Exercise description: Everything in the listing should be restated word for word.

Given information:
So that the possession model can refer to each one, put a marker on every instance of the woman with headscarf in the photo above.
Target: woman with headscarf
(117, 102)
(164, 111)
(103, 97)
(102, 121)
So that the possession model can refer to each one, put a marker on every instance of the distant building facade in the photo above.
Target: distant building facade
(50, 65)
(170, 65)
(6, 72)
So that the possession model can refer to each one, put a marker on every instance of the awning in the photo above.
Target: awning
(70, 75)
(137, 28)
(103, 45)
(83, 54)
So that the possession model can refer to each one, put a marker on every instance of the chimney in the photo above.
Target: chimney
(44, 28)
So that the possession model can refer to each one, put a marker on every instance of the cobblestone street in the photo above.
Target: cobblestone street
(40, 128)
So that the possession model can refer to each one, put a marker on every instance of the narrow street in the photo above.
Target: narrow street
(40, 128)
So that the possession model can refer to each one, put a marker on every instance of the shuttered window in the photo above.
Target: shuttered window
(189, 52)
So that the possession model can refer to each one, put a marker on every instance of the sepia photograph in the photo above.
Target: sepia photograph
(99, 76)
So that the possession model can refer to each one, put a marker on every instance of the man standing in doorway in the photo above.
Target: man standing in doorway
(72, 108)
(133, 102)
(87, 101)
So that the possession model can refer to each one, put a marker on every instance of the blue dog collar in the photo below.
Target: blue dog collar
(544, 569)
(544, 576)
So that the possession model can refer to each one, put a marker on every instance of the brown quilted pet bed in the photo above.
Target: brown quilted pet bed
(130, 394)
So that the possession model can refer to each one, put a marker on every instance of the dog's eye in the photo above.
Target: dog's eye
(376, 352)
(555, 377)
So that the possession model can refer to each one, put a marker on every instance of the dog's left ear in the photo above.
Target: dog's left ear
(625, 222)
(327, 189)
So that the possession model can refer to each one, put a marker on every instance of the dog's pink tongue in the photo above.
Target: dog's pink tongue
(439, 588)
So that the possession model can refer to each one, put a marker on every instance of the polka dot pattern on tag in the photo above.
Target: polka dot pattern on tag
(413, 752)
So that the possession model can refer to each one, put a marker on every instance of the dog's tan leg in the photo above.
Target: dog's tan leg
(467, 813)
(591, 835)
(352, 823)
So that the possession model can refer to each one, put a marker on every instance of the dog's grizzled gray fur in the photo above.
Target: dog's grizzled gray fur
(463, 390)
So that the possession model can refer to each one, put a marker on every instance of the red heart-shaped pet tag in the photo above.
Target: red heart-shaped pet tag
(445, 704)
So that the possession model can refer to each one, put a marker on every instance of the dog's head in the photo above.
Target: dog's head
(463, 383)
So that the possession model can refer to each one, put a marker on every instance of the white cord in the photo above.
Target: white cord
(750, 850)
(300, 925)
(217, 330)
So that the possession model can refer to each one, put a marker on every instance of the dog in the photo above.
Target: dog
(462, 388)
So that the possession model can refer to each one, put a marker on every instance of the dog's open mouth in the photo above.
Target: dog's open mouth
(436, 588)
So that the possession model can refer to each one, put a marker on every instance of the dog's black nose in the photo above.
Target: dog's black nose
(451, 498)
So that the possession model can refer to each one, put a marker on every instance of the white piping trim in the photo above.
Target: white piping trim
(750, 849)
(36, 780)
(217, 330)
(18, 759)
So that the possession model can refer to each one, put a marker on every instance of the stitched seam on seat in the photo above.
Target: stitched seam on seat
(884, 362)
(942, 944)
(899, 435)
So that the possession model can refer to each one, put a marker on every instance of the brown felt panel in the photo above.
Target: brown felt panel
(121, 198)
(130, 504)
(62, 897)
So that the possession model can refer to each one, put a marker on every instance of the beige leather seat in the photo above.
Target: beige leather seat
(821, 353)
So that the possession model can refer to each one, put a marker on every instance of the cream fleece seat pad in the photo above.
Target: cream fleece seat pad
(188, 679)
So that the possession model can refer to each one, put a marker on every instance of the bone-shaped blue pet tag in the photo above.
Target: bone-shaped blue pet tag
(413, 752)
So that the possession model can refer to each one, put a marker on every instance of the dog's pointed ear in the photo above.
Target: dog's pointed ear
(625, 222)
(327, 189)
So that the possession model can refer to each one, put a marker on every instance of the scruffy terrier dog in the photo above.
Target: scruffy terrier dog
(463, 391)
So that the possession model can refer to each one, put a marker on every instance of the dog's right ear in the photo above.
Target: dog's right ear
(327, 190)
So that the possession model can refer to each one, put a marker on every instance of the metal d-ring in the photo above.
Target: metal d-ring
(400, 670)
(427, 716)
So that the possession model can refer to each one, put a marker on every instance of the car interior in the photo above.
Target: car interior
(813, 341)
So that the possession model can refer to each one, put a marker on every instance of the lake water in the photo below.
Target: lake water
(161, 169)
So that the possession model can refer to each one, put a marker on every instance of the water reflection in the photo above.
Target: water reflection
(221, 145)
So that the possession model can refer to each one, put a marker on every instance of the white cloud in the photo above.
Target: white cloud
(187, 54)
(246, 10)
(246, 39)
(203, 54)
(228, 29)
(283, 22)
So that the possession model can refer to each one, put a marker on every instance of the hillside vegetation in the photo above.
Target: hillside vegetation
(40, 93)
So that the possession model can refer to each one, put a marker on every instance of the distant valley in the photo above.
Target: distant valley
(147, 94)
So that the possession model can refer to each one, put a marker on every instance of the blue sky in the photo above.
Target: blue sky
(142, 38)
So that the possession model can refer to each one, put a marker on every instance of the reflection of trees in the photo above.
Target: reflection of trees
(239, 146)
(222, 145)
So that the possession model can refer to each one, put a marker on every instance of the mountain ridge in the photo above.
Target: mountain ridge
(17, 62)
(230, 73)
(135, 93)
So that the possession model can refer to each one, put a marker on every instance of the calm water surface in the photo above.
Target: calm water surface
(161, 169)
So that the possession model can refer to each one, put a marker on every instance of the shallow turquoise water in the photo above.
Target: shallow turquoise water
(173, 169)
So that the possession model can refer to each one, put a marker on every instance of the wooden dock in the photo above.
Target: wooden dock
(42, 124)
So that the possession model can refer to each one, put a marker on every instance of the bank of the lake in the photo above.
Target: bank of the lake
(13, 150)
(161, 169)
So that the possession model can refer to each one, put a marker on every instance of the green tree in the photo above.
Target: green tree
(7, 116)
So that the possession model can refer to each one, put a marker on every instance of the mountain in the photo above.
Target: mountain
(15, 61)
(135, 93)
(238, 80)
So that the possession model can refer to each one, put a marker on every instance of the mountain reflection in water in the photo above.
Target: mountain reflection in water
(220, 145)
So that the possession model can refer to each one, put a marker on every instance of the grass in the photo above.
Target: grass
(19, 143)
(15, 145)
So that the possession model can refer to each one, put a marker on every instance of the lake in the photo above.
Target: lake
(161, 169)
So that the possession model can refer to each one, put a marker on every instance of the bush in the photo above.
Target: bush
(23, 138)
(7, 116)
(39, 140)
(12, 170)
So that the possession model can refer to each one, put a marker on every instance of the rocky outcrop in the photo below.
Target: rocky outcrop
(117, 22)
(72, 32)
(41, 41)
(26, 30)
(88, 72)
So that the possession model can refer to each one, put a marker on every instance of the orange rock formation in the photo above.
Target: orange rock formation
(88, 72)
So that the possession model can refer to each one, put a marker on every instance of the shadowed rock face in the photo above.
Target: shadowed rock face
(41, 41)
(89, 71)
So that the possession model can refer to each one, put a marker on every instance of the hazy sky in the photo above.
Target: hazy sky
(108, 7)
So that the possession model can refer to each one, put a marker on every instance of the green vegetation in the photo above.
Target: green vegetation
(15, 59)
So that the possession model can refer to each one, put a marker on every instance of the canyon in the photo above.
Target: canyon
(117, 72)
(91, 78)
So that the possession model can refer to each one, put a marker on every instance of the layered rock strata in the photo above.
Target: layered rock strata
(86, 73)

The answer:
So that the possession model can refer to each one, put a marker on every instance of the woman with headscarf in the photo above.
Target: woman with headscarf
(117, 102)
(164, 111)
(103, 97)
(102, 121)
So that the possession model can refer to each one, put a marker on every instance of the distant building facade in the photo above.
Target: distant building facade
(50, 65)
(170, 65)
(6, 72)
So that the possession model can refer to each one, put a marker on every instance of the awning in the photo above.
Target: awning
(70, 75)
(137, 28)
(103, 45)
(83, 54)
So that the possession model can refer to each one, put a marker on every instance of the chimney in the photo above.
Target: chimney
(44, 28)
So that the possession model can refer to each one, put a marker on every instance of the cobblestone street in the photo above.
Target: cobblestone street
(40, 128)
So that the possession model can refer to each one, put a marker on every instance of the narrow street in the photo above.
Target: narrow street
(40, 128)
So that the possession model can refer to each one, put a marker on every instance of the shuttered window in the photo above.
Target: shuttered window
(189, 52)
So that the possession model can refer to each one, put a marker on every instance of the sepia photograph in the photo above.
Target: sepia photograph
(99, 76)
So that the possession model can refer to each one, put a marker on every instance of the man standing in doorway in the photo above.
Target: man standing in doorway
(72, 108)
(133, 102)
(87, 101)
So that the possession model can refer to each one, put a marker on every instance of the blue dog collar in the photo below.
Target: blue dog collar
(544, 569)
(544, 576)
So that the possession model can refer to each one, put a marker on every instance of the brown quilted pet bed in the photo above.
Target: brown quilted pet bed
(130, 394)
So that the possession model can refer to each one, put a marker on every instance of the dog's eye in the photo above.
Target: dog's eye
(376, 352)
(555, 377)
So that the possession model can refer to each one, put a marker on every instance of the dog's left ear in the photo above.
Target: dog's left ear
(625, 222)
(327, 189)
So that the possession model can refer to each one, put a marker on every instance of the dog's pink tongue in the photo above.
Target: dog's pink tongue
(439, 588)
So that the possession model can refer to each one, put a marker on every instance of the polka dot pattern on tag in the photo above.
Target: polka dot pattern on tag
(413, 752)
So that the possession model can refer to each one, put a marker on every instance of the dog's tan leg in the photo above.
Target: dog's tan leg
(467, 813)
(591, 835)
(352, 823)
So that the possession model can refer to each one, put a marker on every instance of the dog's grizzled gray fur in the photo above.
Target: dog's grizzled gray fur
(463, 390)
So that the possession model can refer to each one, put a marker on every instance of the red heart-shaped pet tag in the photo above.
Target: red heart-shaped pet tag
(445, 704)
So that the possession model can refer to each one, put a marker on every instance of the dog's head in the photo above.
Target: dog's head
(463, 383)
So that the possession model can refer to each one, put a marker on every instance of the white cord in the photo above.
Target: white cord
(750, 850)
(300, 925)
(217, 330)
So that the possession model can refer to each one, put a marker on every instance of the dog in the photo above.
Target: dog
(462, 388)
So that the possession model can refer to each one, put a marker on every instance of the dog's open mouth in the photo above.
Target: dog's open mouth
(436, 588)
So that the possession model can refer to each one, put a marker on every instance of the dog's black nose in the photo above.
Target: dog's black nose
(451, 498)
So that the possession model can refer to each one, put a marker on every instance of the white piping trim in the photo above.
Target: white piping trim
(750, 849)
(36, 780)
(217, 330)
(18, 759)
So that the possession model can refer to each one, put a marker on every instance of the stitched seam on seat in the photo above.
Target: stitched seam on seat
(884, 362)
(942, 944)
(899, 435)
So that the possession model can refer to each one, put a marker on every instance of the brown felt panel in the photo above.
Target: brown felt panel
(121, 198)
(130, 504)
(62, 897)
So that the possession model can refer to each one, put a marker on every instance of the beige leather seat in the photo above.
Target: beige leather seat
(821, 353)
So that the possession model can refer to each one, put a marker on every instance of the cream fleece seat pad in the photo above.
Target: cream fleece seat pad
(188, 679)
So that the possession model can refer to each one, put a marker on every instance of the bone-shaped blue pet tag in the photo above.
Target: bone-shaped blue pet tag
(413, 752)
So that the possession model can refer to each one, put a marker on every instance of the dog's pointed ear in the photo above.
Target: dog's pointed ear
(625, 222)
(327, 189)
So that the possession model can refer to each one, put a marker on every instance of the scruffy terrier dog in the photo above.
Target: scruffy terrier dog
(463, 391)
So that the possession model can refer to each one, put a marker on every instance of the dog's right ear in the photo above.
Target: dog's right ear
(327, 190)
So that the possession model can refer to each one, put a marker on every instance of the metal d-ring in the photo above.
Target: metal d-ring
(400, 670)
(427, 716)
So that the possession model can refer to each one, put a marker on every instance of the car interior in the photo above.
Target: car interior
(813, 341)
So that the possession model can refer to each one, put a marker on every instance of the lake water in the photo below.
Target: lake water
(161, 169)
So that the possession model can refer to each one, put a marker on every instance of the water reflection in the photo above.
Target: water reflection
(221, 145)
So that the possession model can refer to each one, put a marker on every instance of the white cloud in the photo above.
Target: white cloud
(187, 54)
(246, 10)
(246, 39)
(203, 54)
(228, 29)
(283, 22)
So that the possession model can refer to each one, put a marker on every instance of the hillside vegetation in the photo above.
Target: hillside vegetation
(40, 93)
So that the possession model can refer to each one, put a marker on every instance of the distant valley in the photo above.
Target: distant valley
(147, 94)
So that the possession model can refer to each one, put a marker on every instance of the blue sky in the photo above.
Target: blue sky
(142, 38)
So that the possession model can refer to each one, put a marker on every instance of the reflection of trees in the photo above.
Target: reflection of trees
(239, 146)
(222, 145)
So that the possession model can refer to each one, put a marker on every instance of the mountain ridge in the photo above.
Target: mountain ridge
(17, 62)
(230, 73)
(135, 93)
So that the possession model can refer to each one, put a marker on every instance of the calm water surface in the photo above.
Target: calm water surface
(161, 169)
So that the possession model can refer to each one, put a marker on every instance of the shallow turquoise water in the photo above.
Target: shallow turquoise water
(173, 169)
So that the possession model can refer to each one, put a marker on every instance of the wooden dock in the photo above.
Target: wooden dock
(42, 124)
So that the possession model can refer to each one, put a marker on every instance of the bank of the lake in the photo above.
Target: bank of the lake
(13, 150)
(161, 169)
So that the possession model can refer to each one, put a marker on every instance of the green tree in the photo above.
Target: green tree
(7, 116)
So that the possession model can refer to each one, put a marker on every instance of the mountain in the photo above.
Target: mountain
(15, 61)
(135, 93)
(238, 80)
So that the possession model can refer to each one, put a marker on every instance of the mountain reflection in water in the photo above.
Target: mountain reflection in water
(220, 145)
So that the possession model can refer to each one, put a marker on every instance of the grass in the photo above.
Target: grass
(19, 143)
(15, 145)
So that the possession model can refer to each one, put a marker on every instance of the lake in the photo above.
Target: lake
(161, 169)
So that the possession model can refer to each one, put a marker on every instance of the bush in the photo above.
Target: bush
(23, 138)
(7, 116)
(39, 140)
(12, 170)
So that the possession model can refer to each one, put a marker on every instance of the rocky outcrop in the photo below.
Target: rocky outcrop
(117, 22)
(72, 32)
(41, 41)
(26, 30)
(88, 72)
So that the possession model can refer to each one, put a marker on every instance of the orange rock formation in the photo above.
Target: orange rock formation
(88, 72)
So that the possession model can refer to each one, put a marker on every instance of the shadowed rock face in the photo above.
Target: shadowed rock face
(41, 41)
(89, 71)
So that the possession model can refer to each one, put a marker on every instance of the hazy sky in the photo above.
Target: hazy sky
(108, 7)
So that the possession model can refer to each one, put a marker on every instance of the green vegetation in the photo above.
Target: green vegetation
(15, 59)
So that the possession model can refer to each one, put a marker on every instance of the canyon in the photo above.
Target: canyon
(117, 72)
(91, 78)
So that the possession model can refer to each one, put a marker on every instance of the layered rock strata in the photo above.
Target: layered rock strata
(86, 73)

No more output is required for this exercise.